El gran constructor del Real Zaragoza más laureado fallece a los 89 años y deja un legado incomparable
Avelino, a la derecha, junto a Nino Arrúa.
Si a Avelino Chaves le hubieran dejado elegir el día de la semana en el que irse de esta tierra aragonesa y zaragocista que hoy ya le echa de menos, seguramente hubiese esbozado una medio sonrisa, y, sin contestar, se hubiera girado dentro de su abrigo para seguir pensando en sus cosas, es decir en el fútbol. Pero nos ha dejado en domingo, cuando antes de que la codicia hiciera de este deporte un espectáculo de consumo diario era la fecha de los partidos, una gran fiesta que concentraba todas las pasiones en apenas unas horas. Que no respondiera a la pregunta no quiere decir que no lo pensara o lo deseara, porque Avelino hablaba más por lo que callaba que por lo que decía, consciente de que los diez mandamientos de su profesión se reducían a uno, la discreción. Antes de ser secretario técnico del Real Zaragoza, fue jugador y Pichichi en el club al que hizo grande desde que en 1963 el presidente Waldo Marco le convenciera para el cargo de asesor. Futbolista veloz por sus condiciones atléticas, una grave lesión sesgó su carrera con tan solo 27 años, pero este gallego de Verín (Orense) le dio mucho más a la institución por su olfato como cazador de jugadores.

■ Filas extraídas
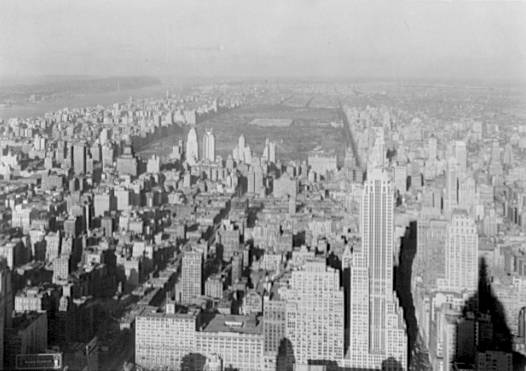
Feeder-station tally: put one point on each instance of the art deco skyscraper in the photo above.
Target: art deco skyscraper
(315, 313)
(377, 244)
(461, 252)
(377, 329)
(190, 281)
(192, 153)
(209, 146)
(452, 186)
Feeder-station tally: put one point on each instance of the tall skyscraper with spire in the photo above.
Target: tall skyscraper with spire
(377, 329)
(192, 151)
(209, 146)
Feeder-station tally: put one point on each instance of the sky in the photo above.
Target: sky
(267, 38)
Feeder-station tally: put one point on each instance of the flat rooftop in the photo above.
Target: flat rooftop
(233, 323)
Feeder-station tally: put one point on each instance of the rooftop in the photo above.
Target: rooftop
(233, 323)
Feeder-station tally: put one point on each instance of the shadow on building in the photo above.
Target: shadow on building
(402, 283)
(285, 359)
(193, 362)
(483, 339)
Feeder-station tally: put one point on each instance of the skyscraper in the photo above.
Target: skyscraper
(6, 305)
(192, 153)
(452, 186)
(432, 148)
(189, 285)
(79, 158)
(461, 155)
(209, 153)
(461, 252)
(377, 244)
(315, 313)
(377, 328)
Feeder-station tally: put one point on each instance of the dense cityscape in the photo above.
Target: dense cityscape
(278, 185)
(360, 253)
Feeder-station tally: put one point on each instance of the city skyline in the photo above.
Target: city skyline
(397, 40)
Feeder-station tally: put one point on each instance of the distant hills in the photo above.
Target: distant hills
(44, 88)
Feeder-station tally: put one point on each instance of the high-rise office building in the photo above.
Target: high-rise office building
(461, 255)
(452, 186)
(315, 313)
(79, 158)
(377, 244)
(209, 153)
(461, 155)
(189, 285)
(269, 151)
(6, 305)
(432, 148)
(192, 151)
(162, 340)
(377, 329)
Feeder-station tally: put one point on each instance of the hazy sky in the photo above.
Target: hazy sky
(474, 39)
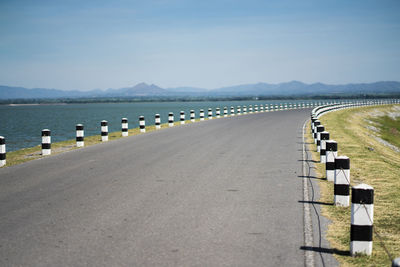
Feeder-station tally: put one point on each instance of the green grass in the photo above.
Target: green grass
(372, 163)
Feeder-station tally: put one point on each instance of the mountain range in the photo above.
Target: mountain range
(293, 88)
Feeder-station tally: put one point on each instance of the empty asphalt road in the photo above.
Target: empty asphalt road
(223, 192)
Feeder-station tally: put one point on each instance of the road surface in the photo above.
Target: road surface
(224, 192)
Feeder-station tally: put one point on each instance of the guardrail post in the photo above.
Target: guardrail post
(331, 154)
(182, 118)
(210, 114)
(46, 142)
(2, 151)
(201, 114)
(342, 181)
(192, 116)
(104, 131)
(80, 135)
(171, 119)
(218, 112)
(324, 138)
(157, 121)
(142, 124)
(320, 129)
(362, 217)
(124, 126)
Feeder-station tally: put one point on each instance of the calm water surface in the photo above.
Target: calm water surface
(22, 125)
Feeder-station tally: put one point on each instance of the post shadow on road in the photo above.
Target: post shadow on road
(309, 160)
(326, 250)
(316, 202)
(311, 177)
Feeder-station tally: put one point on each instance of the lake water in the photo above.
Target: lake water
(22, 125)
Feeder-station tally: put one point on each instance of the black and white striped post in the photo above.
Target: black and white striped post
(192, 116)
(324, 138)
(80, 135)
(182, 118)
(171, 119)
(362, 217)
(46, 142)
(202, 114)
(157, 121)
(342, 181)
(124, 126)
(142, 124)
(316, 123)
(104, 131)
(320, 129)
(2, 151)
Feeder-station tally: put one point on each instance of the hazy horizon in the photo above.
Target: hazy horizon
(86, 45)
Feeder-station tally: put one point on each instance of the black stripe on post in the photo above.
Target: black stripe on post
(362, 196)
(46, 133)
(361, 232)
(330, 166)
(341, 189)
(46, 145)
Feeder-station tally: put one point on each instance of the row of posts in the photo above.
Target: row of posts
(46, 134)
(338, 171)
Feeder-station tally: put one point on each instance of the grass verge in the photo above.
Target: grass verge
(372, 162)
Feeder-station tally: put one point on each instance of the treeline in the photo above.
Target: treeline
(191, 99)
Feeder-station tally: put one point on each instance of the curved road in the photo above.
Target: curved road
(224, 192)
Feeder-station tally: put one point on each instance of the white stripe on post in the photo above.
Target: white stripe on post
(362, 217)
(324, 138)
(342, 181)
(2, 151)
(80, 135)
(157, 121)
(171, 119)
(124, 126)
(182, 118)
(104, 131)
(192, 116)
(46, 142)
(210, 114)
(142, 124)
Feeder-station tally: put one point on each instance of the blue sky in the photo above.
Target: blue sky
(112, 44)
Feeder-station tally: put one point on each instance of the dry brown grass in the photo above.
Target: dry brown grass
(372, 163)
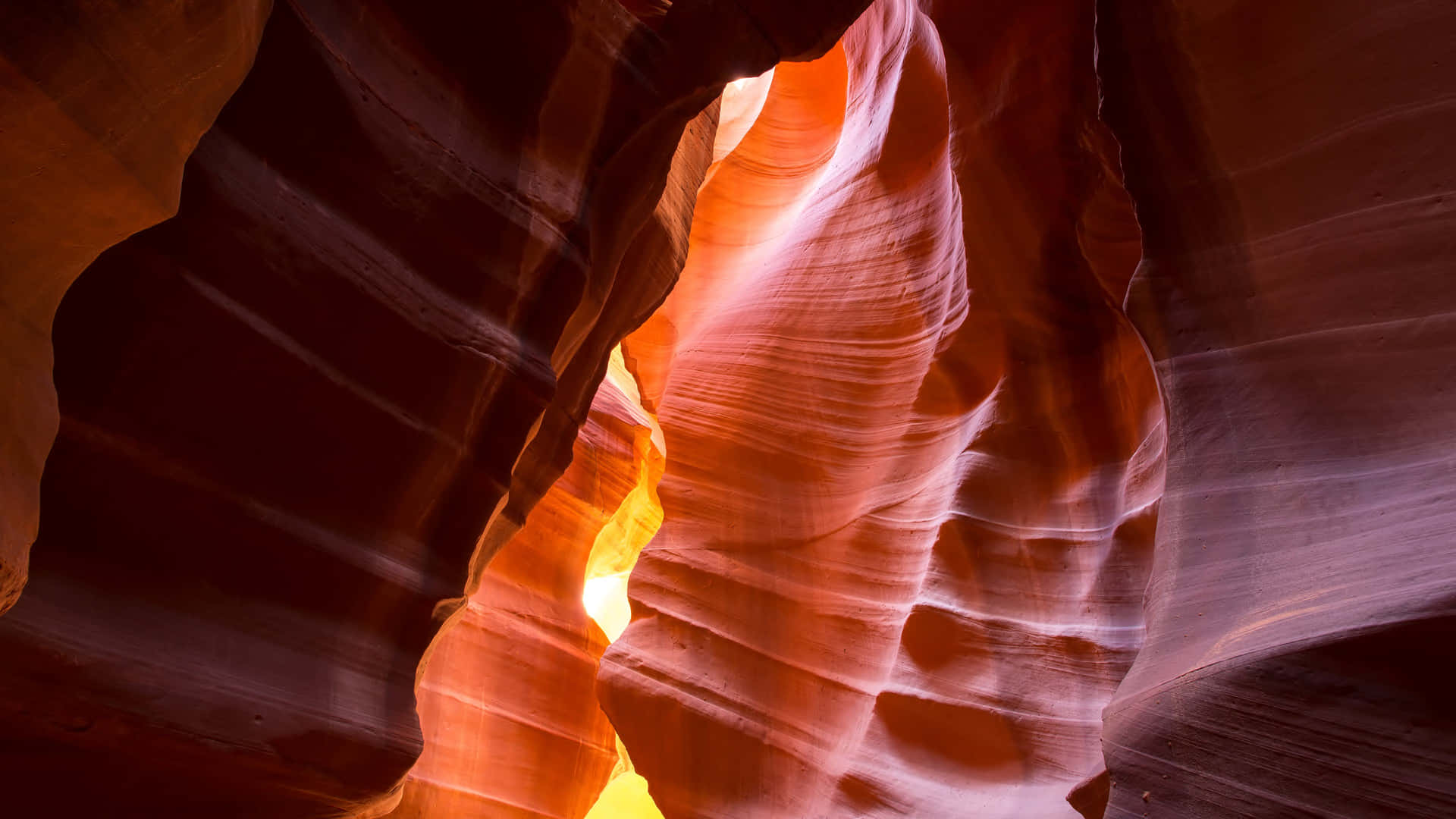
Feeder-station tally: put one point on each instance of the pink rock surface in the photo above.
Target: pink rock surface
(1293, 177)
(99, 107)
(913, 445)
(402, 256)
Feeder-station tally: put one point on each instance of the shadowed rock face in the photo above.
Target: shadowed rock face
(1293, 178)
(290, 413)
(1056, 401)
(99, 107)
(510, 720)
(913, 445)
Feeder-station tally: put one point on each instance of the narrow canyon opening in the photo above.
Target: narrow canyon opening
(910, 457)
(635, 410)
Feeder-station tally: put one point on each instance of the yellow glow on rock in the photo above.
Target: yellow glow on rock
(625, 798)
(604, 595)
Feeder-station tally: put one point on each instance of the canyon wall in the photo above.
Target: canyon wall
(99, 107)
(919, 384)
(1293, 177)
(402, 257)
(913, 447)
(510, 720)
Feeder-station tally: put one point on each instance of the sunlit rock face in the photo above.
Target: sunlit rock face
(1293, 175)
(507, 708)
(913, 447)
(99, 107)
(400, 261)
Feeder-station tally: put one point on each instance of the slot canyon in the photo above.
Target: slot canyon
(727, 409)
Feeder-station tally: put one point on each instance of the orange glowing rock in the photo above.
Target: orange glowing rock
(913, 447)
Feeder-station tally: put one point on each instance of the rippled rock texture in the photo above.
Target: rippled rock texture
(1294, 184)
(510, 719)
(99, 107)
(1053, 414)
(913, 447)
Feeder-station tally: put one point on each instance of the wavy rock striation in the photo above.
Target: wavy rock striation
(99, 107)
(510, 719)
(400, 261)
(913, 445)
(1293, 177)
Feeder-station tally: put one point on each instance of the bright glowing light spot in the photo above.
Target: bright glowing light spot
(606, 601)
(625, 798)
(604, 594)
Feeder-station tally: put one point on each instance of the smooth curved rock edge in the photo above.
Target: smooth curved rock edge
(290, 411)
(1291, 175)
(913, 447)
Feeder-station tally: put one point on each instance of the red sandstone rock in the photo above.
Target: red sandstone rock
(290, 413)
(915, 452)
(99, 107)
(1293, 177)
(913, 447)
(510, 720)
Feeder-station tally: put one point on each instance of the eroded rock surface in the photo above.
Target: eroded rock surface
(99, 107)
(913, 445)
(1294, 183)
(402, 257)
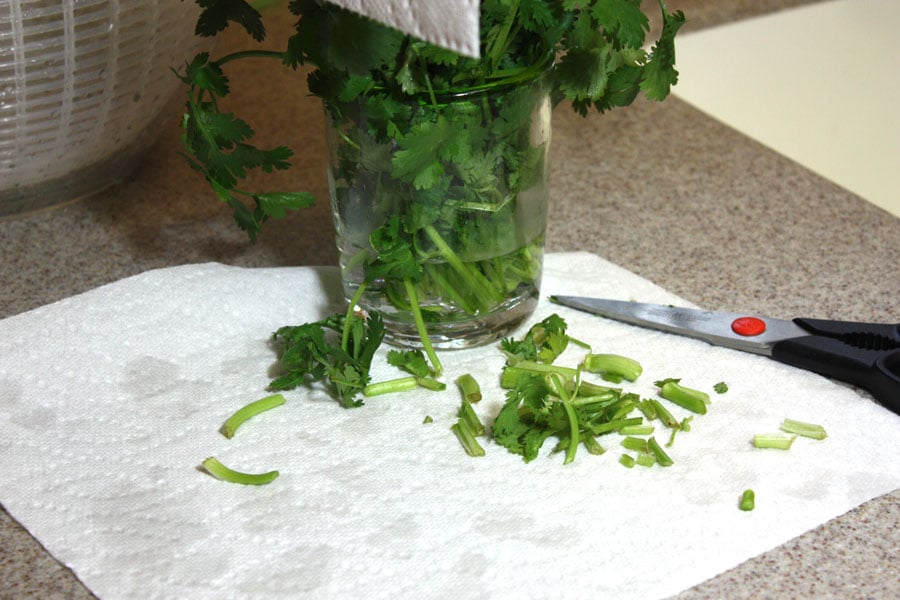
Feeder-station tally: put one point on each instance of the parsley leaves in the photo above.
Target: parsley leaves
(601, 65)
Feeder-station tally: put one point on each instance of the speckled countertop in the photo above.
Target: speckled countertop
(660, 189)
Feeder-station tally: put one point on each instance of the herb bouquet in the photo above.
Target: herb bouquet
(438, 166)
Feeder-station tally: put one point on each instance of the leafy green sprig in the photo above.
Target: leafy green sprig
(601, 65)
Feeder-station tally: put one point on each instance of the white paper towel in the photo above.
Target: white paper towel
(110, 400)
(453, 24)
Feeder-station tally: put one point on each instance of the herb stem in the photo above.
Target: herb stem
(467, 439)
(810, 430)
(436, 365)
(778, 442)
(351, 310)
(220, 471)
(685, 397)
(249, 411)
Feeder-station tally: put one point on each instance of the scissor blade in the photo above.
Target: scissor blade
(717, 328)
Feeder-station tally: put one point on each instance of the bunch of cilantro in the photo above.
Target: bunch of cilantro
(436, 161)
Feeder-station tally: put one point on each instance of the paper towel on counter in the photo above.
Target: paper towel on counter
(110, 400)
(453, 24)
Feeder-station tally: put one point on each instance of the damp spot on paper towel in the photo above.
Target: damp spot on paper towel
(149, 376)
(401, 528)
(10, 394)
(300, 570)
(473, 564)
(36, 418)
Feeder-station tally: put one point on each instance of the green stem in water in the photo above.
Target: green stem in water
(220, 471)
(345, 334)
(478, 285)
(251, 410)
(436, 365)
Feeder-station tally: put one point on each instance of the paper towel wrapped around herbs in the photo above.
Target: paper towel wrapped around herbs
(438, 161)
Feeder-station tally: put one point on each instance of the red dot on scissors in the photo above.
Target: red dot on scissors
(748, 326)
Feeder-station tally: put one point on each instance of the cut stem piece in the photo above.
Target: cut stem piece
(249, 411)
(810, 430)
(777, 441)
(220, 471)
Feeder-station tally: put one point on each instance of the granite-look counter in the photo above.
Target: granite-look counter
(660, 189)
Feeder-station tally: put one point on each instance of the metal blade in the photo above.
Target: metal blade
(710, 326)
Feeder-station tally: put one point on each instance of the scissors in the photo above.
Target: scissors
(864, 354)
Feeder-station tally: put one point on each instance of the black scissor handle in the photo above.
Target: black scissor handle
(864, 354)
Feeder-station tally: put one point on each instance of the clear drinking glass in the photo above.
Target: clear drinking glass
(440, 206)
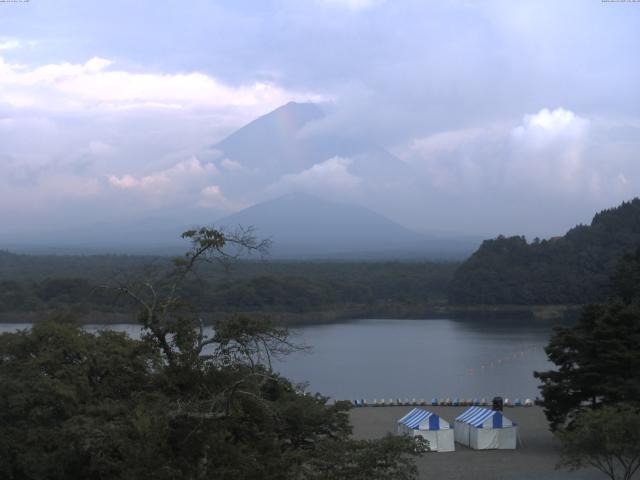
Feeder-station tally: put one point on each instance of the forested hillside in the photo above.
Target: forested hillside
(42, 283)
(573, 269)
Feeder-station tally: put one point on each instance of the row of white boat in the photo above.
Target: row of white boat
(448, 402)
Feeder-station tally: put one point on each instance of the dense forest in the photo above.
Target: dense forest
(573, 269)
(569, 270)
(291, 290)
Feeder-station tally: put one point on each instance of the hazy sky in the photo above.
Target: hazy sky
(514, 116)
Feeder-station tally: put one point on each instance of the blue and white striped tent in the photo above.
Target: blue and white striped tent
(431, 427)
(483, 428)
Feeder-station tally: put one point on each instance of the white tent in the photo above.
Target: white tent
(483, 429)
(431, 427)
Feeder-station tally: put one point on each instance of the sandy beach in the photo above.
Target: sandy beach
(535, 459)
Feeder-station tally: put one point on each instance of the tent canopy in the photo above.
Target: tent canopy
(419, 419)
(484, 418)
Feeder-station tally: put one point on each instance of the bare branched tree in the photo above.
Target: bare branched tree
(163, 312)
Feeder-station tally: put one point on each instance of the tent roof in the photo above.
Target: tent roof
(415, 417)
(476, 416)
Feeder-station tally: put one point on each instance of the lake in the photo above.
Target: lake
(376, 359)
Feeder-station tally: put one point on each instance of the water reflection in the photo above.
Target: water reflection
(411, 358)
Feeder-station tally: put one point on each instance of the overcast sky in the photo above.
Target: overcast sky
(515, 116)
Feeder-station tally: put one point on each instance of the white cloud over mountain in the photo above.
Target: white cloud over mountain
(330, 178)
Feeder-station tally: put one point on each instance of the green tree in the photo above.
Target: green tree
(176, 404)
(607, 439)
(598, 359)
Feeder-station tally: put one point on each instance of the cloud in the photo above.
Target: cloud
(329, 177)
(9, 44)
(353, 5)
(549, 152)
(96, 85)
(179, 177)
(232, 165)
(212, 197)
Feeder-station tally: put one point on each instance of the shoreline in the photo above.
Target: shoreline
(536, 313)
(536, 457)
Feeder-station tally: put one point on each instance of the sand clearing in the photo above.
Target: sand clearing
(536, 459)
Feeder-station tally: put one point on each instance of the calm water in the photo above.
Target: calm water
(412, 358)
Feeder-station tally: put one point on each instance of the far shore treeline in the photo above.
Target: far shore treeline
(505, 276)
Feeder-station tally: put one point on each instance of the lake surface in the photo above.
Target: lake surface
(376, 359)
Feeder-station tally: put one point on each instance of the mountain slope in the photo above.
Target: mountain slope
(260, 154)
(573, 269)
(304, 225)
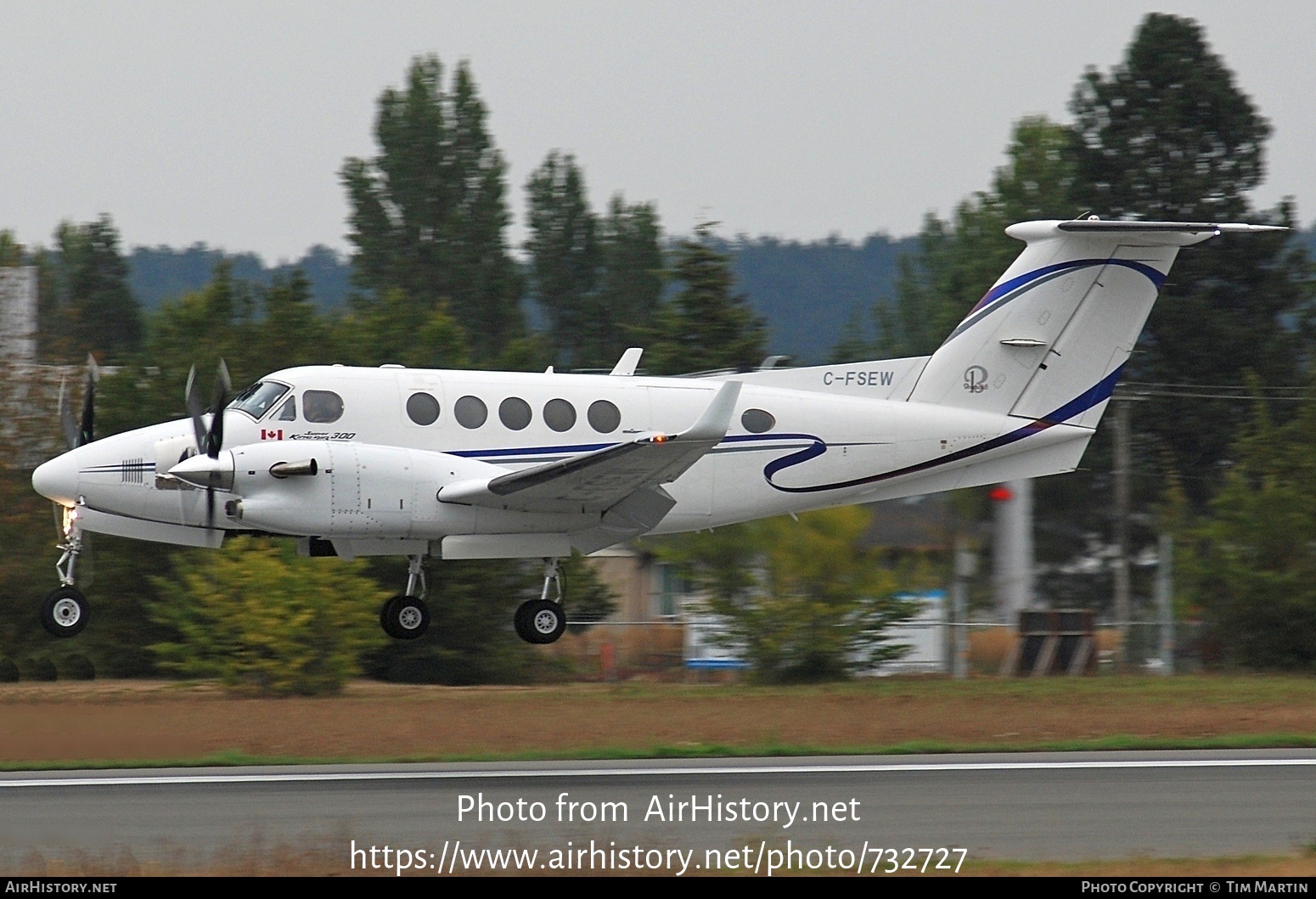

■ Tarea pendiente
Continúa, por favor, el texto sobre Avelino Chaves a partir de su última frase.

■ Resultado de la tarea
Después de colaborar con la leyenda de Los Magníficos, construyó equipos memorables como el de los Zaraguayos, el que puso en manos de Leo Beenhakker y, cómo no, el de la Recopa. En un segundo plano, elaboró con fiel pulso de amanuense miles de informes, recorrió el mundo desde Sudamérica a Turquía para observar jugadores y firmó no pocos contratos casi en la clandestinidad, como solo se podía hacer en aquellos tiempos en los que el scouting consistía en la intuición y la astucia. Sin tecnología, ni intermediarios caníbales y con las imágenes justas para sacar una primera impresión, Avelino y su inseparable libreta tomaban un vuelo al que le falló el tren de aterrizaje y se estampó contra la playa o en dirección a un partido en Asia donde antes de empezar sacrificaban una cabra entre la catarsis enfurecida de un estadio poseído de aficionados. Se reía por lo bajo, hacia adentro, con esos recuerdos.
Extremadamente reservado y, a la vez, con un trasfondo humano cristalino por su amabilidad y ternura, recordaba a esos héroes silenciosos del cine negro que no son lo que parecen ni parecen lo que son. Chaves cuidaba cada detalle como quien transporta porcelana china y activaba su portentosa capacidad de observación con ojo de halcón. En su lista de grandes operaciones deportivas y, a la larga, económicas figuran nombres como los de Pichi Alonso, Valdano, Barbas, Amarilla, y, cómo no, Arrúa, fichado en el cénit de su carrera y mentor de Diarte. El paraguayo, capitán de su selección, era una estrella. Era un 10 cuando ese dorsal, el de la perfección, se entregaba a los auténticos líderes.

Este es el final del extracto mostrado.